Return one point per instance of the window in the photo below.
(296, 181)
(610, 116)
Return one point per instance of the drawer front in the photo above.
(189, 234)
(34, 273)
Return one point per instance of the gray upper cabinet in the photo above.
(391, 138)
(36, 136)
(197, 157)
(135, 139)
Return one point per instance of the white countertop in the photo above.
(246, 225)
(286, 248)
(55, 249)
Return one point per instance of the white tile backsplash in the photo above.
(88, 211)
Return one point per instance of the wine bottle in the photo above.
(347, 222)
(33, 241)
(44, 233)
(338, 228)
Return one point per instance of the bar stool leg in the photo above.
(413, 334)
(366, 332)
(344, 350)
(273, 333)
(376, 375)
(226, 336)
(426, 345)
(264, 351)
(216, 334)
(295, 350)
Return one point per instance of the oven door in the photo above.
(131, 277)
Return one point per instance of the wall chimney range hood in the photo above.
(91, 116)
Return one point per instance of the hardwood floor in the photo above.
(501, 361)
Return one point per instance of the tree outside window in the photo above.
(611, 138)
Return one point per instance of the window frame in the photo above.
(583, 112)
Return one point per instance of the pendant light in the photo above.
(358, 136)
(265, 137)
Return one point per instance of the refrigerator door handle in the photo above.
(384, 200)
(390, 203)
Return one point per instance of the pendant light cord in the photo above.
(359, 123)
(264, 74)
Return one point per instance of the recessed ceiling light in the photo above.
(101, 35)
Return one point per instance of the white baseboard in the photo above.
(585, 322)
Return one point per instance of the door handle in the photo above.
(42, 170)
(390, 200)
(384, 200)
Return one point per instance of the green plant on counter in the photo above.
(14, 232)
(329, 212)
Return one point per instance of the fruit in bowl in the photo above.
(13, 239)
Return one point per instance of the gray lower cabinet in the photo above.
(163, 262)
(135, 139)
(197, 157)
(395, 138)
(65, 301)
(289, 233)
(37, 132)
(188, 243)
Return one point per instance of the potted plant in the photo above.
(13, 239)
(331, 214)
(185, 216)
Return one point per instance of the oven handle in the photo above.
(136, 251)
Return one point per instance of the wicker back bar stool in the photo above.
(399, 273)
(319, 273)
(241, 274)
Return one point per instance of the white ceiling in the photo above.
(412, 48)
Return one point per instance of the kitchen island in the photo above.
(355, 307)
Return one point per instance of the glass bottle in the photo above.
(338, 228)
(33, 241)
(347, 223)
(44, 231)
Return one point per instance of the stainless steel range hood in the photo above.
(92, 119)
---
> [YOUR INSTRUCTIONS] Rewrite all of the items above as a numbered list, dropping any blank lines.

> [RESPONSE TO THE EXERCISE]
1. Return one point per instance of the window in the photo below.
2. (296, 181)
3. (610, 116)
4. Return one point per instance of the drawer front in the photo above.
5. (189, 234)
6. (34, 273)
7. Return one point per instance of the gray upper cabinet in the photo above.
8. (391, 138)
9. (36, 136)
10. (197, 157)
11. (135, 139)
12. Return one point per instance of the white countertop in the photo above.
13. (246, 225)
14. (286, 248)
15. (55, 249)
16. Return one point per instance of the white tile backsplash in the photo above.
17. (88, 211)
18. Return one point per instance of the wine bottle in the photo above.
19. (347, 222)
20. (33, 241)
21. (44, 233)
22. (338, 228)
23. Return one point per instance of the bar stool leg in the photo above.
24. (413, 334)
25. (366, 332)
26. (344, 350)
27. (273, 333)
28. (376, 375)
29. (226, 336)
30. (426, 345)
31. (264, 351)
32. (216, 334)
33. (295, 350)
34. Return one point per instance of the oven door in the photo above.
35. (131, 277)
36. Return one point per instance of the wall chimney range hood in the photo above.
37. (91, 116)
38. Return one point per instance of the hardwood floor in the photo above.
39. (501, 361)
40. Return one point per instance of the tree outside window in the photo above.
41. (611, 138)
42. Return one point per instance of the window frame in the photo above.
43. (583, 112)
44. Return one point per instance of the pendant light in the photo above.
45. (358, 136)
46. (265, 137)
47. Return one point per instance of the refrigerator door handle in the photo above.
48. (384, 200)
49. (390, 203)
50. Return one point per instance of the pendant light cord in the photo above.
51. (359, 123)
52. (264, 74)
53. Return one point per instance of the recessed ceiling light in the photo above.
54. (101, 35)
55. Return one point per instance of the white baseboard in the photo above.
56. (585, 322)
57. Return one point per instance of the door handle in the photo above.
58. (42, 170)
59. (390, 200)
60. (384, 200)
61. Return one point per instance of the green plant on counter in the photo above.
62. (14, 232)
63. (329, 212)
64. Return one point per instance of the fruit in bowl in the photo above.
65. (13, 239)
66. Return one point per instance of the gray lower cabinet in the photo above.
67. (163, 262)
68. (135, 139)
69. (197, 157)
70. (395, 138)
71. (65, 301)
72. (289, 233)
73. (37, 132)
74. (188, 243)
75. Return one point per instance of the potted plant in the photo above.
76. (13, 239)
77. (331, 214)
78. (185, 216)
79. Return one point per instance of the oven handle in the photo above.
80. (136, 251)
81. Return one point per instance of the wicker back bar stool in the photo above.
82. (399, 273)
83. (319, 273)
84. (241, 274)
85. Return one point per instance of the white ceiling in the photo above.
86. (412, 48)
87. Return one point per instance of the kitchen island in the photo above.
88. (355, 307)
89. Return one point per instance of the glass bottle in the photo above.
90. (338, 228)
91. (33, 241)
92. (347, 223)
93. (44, 231)
94. Return one point per instance of the stainless steel range hood in the photo above.
95. (92, 119)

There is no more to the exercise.